To be done:
Everything from the line with "hood? Tag one per instance." to the end of the data should be restated word for word, and nothing before it.

Provided material:
━━━━━━

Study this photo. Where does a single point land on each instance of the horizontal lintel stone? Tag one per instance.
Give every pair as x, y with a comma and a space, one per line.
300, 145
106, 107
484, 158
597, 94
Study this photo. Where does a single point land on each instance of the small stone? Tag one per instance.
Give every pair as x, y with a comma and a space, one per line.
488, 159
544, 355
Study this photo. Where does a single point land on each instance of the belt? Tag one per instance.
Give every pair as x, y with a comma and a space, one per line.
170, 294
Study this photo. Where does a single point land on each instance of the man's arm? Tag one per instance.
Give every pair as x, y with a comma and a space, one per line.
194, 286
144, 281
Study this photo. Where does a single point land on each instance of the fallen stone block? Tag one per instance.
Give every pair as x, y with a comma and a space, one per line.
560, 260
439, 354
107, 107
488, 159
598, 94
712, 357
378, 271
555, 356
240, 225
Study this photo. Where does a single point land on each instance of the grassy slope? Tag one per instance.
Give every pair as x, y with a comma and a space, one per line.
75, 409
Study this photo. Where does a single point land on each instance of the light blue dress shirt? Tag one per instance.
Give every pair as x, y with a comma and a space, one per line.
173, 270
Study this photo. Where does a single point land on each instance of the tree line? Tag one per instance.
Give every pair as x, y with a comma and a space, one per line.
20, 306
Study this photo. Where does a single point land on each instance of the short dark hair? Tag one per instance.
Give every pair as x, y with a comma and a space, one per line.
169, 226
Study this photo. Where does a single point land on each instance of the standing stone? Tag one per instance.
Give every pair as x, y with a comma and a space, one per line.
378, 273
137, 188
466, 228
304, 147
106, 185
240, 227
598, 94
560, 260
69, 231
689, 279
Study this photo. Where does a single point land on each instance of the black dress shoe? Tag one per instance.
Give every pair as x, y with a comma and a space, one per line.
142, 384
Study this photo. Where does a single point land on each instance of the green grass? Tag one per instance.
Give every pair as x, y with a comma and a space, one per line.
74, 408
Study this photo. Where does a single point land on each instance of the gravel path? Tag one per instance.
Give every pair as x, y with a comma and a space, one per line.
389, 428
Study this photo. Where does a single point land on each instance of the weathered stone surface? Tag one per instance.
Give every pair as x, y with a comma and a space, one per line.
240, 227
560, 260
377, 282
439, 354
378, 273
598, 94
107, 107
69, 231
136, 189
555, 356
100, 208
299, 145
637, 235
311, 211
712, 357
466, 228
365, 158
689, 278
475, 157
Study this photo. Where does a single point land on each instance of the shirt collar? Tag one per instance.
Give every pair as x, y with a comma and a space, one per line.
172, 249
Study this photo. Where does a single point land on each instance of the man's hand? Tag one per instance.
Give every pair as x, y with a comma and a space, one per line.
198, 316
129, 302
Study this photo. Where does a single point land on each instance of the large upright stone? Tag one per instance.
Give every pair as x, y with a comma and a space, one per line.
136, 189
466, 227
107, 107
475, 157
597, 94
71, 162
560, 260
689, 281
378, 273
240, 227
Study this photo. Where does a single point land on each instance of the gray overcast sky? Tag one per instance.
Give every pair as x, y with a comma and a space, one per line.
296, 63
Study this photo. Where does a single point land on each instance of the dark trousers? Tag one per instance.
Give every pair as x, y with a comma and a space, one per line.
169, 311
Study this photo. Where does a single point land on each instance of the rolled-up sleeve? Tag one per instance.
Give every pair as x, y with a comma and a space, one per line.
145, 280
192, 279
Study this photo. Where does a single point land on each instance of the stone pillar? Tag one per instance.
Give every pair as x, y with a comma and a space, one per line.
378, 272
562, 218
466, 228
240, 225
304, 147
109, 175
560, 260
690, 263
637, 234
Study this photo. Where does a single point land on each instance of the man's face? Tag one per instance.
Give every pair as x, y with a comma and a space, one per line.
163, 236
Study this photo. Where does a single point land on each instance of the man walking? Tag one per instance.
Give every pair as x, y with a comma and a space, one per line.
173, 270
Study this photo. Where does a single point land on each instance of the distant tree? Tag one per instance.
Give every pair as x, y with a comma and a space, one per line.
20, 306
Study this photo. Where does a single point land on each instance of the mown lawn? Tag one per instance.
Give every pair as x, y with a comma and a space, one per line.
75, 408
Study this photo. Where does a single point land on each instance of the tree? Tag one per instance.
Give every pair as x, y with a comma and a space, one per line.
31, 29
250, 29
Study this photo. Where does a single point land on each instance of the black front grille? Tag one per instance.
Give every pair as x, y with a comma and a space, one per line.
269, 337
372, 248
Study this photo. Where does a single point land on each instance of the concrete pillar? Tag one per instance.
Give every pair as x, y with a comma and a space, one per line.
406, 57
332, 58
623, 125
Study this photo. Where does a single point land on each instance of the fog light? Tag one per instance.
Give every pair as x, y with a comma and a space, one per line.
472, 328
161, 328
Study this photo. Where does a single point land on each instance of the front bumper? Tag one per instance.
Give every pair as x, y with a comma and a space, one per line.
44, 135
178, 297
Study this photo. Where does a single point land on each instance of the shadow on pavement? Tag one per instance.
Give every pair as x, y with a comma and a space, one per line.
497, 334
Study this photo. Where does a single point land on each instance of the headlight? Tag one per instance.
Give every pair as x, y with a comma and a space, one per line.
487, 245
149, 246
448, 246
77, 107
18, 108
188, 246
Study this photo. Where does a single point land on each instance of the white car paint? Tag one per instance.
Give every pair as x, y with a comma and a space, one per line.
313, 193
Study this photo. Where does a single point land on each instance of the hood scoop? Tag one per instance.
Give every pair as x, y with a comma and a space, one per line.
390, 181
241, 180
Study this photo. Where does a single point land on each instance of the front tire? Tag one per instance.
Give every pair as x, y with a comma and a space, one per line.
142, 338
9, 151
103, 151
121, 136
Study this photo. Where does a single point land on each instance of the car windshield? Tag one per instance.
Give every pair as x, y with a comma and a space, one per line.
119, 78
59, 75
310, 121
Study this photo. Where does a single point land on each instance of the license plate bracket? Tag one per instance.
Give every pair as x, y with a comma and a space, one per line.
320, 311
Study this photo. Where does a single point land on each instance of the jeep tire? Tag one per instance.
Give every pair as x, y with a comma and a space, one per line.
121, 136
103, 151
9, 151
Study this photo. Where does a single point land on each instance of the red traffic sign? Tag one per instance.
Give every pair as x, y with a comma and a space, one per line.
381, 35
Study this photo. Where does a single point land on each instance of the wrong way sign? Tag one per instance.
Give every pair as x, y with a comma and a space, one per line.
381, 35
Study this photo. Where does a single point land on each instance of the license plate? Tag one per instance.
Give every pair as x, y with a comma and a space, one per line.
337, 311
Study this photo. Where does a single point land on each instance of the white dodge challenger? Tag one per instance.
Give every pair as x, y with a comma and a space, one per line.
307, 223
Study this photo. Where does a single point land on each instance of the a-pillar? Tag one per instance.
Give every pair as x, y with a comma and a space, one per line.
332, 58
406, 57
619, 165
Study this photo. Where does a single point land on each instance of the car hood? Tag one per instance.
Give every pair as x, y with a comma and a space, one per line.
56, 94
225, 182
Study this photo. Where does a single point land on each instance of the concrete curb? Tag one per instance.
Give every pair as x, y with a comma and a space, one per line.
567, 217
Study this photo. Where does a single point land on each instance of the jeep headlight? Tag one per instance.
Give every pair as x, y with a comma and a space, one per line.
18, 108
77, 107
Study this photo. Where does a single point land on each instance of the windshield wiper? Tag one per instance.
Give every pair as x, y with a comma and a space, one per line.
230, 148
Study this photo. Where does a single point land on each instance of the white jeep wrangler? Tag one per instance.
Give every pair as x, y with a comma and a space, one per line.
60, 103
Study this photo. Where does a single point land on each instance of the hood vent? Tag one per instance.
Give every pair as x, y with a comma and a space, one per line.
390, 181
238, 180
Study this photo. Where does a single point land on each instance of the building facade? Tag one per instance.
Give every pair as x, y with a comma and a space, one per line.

━━━━━━

Solution to the exercise:
Study this photo. Where does a single point land on each instance of the car hood? Tag one per instance.
Give every pair as x, y with a comma and a space, one per line.
56, 94
225, 182
Study this photo. Where does a single point land on each instance of the concrete curb? Tag one per instance.
Give every pair as x, y with a comma and a space, one per line.
567, 217
Study this photo. Where does a single point land on each instance of the jeep headlight? Tag one per instance.
Give every pair as x, y with a comma and a space, one per line.
18, 108
77, 107
Study this photo. Where does a single point land on each instance of the windshield wiper? Tag one per instance.
Give every pair as x, y with a comma and a space, one per line.
230, 148
Study this photo. Where does a single point land on each instance of the white jeep wrangler? Tag one per instance.
Give every pair as x, y with a comma and a space, one per line.
60, 103
Study this photo. Where does a single point land on each instance of the hood vent? Tag one per instance.
Give every pair as x, y with a comma and a space, one per line.
390, 181
238, 180
Study this photo. Where does a single point land on each instance of the building facade? Tag one per instance.
Give every pair as x, y with a comma and a space, one per line.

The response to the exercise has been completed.